§ INFORMATION SUPPLIED
══════
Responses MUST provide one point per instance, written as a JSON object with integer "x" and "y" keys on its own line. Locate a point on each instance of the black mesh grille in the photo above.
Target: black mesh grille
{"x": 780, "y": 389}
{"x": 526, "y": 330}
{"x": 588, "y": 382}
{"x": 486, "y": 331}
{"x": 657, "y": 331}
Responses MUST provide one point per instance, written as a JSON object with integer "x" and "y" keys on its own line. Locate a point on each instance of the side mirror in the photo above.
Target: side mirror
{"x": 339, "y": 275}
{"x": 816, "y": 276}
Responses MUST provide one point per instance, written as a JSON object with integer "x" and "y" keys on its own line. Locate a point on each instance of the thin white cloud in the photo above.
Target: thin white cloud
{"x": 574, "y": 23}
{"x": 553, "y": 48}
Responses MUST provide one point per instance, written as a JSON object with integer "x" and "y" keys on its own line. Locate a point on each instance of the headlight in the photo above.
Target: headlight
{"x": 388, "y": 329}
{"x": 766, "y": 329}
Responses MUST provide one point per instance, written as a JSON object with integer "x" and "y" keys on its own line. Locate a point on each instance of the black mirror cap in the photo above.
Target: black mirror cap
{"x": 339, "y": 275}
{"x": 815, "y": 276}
══════
§ AIM OF THE TASK
Rewrite every line in the stretch from the line containing "headlight in the photo above." through the last line, raising each x and y coordinate value by 50.

§ TASK SOLUTION
Responses MUST provide one point per instance, written as a JSON object with integer "x" and "y" keys on its own line. Locate a point on each instance of the headlight in the photo above.
Target: headlight
{"x": 438, "y": 379}
{"x": 816, "y": 379}
Responses MUST provide one point per instance, written as a JSON object with integer "x" and "y" keys on its own line. Locate a point on each instance of the black mirror cap in the photo above.
Target: black mirror cap
{"x": 389, "y": 325}
{"x": 865, "y": 326}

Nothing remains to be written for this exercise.